▶ **Задание A**
Замените «утопист» на «мечтатель» и приведите заново отрывок о политике князя Голицына, начиная с «Свирепый утопист Ленин» и далее вплоть до «был тактическим реалистом.».
▶ **Задание B**
Продолжите текст о политике князя Голицына, начав сразу после его последнего предложения.
----- Текст -----
Яков Гордин - Меж рабством и свободой: причины исторической катастрофы
Это именно тот тип политики, умной в общеисторическом смысле и провальной в конкретных обстоятельствах, которую вел в решающие недели и князь Дмитрий Михайлович.
Остерман и Прокопович, строители мертвой машины, в действии были гораздо ближе к принципам живой жизни, чем Голицын, взыскующий органичной государственности.
Свирепый утопист Ленин по пути к достижению безумной цели умел сливаться с иррациональной стихией народных устремлений, то есть был тактическим реалистом.
----- Перечень данных -----
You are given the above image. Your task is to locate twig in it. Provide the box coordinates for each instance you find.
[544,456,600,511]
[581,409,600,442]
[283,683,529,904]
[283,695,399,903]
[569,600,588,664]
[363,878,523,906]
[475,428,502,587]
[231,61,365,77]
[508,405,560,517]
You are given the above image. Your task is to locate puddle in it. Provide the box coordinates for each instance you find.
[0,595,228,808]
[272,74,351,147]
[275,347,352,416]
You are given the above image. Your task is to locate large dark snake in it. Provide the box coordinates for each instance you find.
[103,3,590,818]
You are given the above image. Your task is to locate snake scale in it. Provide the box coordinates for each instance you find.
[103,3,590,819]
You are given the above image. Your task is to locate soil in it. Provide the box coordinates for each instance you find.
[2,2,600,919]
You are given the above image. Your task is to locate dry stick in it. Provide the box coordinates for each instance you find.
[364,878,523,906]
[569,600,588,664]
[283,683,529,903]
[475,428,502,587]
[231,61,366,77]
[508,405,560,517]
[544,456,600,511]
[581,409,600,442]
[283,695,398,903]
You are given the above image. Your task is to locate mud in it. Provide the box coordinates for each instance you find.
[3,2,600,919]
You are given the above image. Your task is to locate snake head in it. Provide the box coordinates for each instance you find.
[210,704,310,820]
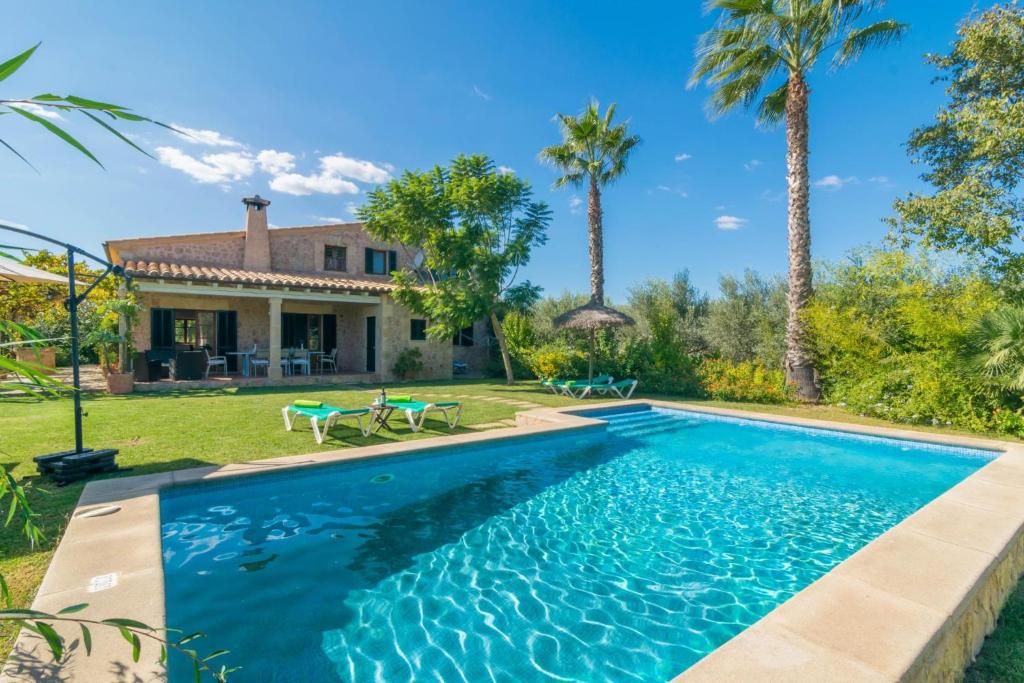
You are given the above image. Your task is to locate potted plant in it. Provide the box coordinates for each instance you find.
-----
▶ **Ответ A**
Свирепый мечтатель Ленин по пути к достижению безумной цели умел сливаться с иррациональной стихией народных устремлений, то есть был тактическим реалистом.

▶ **Ответ B**
Милюков, тонко учитывая обстоятельства, демонстрируя готовность к самым крутым маневрам, действовал над стихией. "Считая себя реальным политиком, он во всех своих политических зигзагах исходил из соображений о том, в чем в данный момент нуждалась Россия. И соображения эти были вполне логичны. Но политика — не шахматная доска, на которой бездушные деревянные фигурки двигаются исключительно по воле игроков. И строго обдуманные шахматные ходы Милюкова сплошь да рядом оказывались неудачными вследствие сопротивления одушевленных фигурок… Понятно, что этот крупнейший человек и дальновидный политик в течение своей полувековой политической деятельности систематически терпел неудачи. Русская жизнь с ее кипучими страстями постоянно выбивалась из рамок его политических расчетов…"[140]
Государственные проекты и политические комбинации Голицына и Милюкова существовали в пределах здравой политической логики.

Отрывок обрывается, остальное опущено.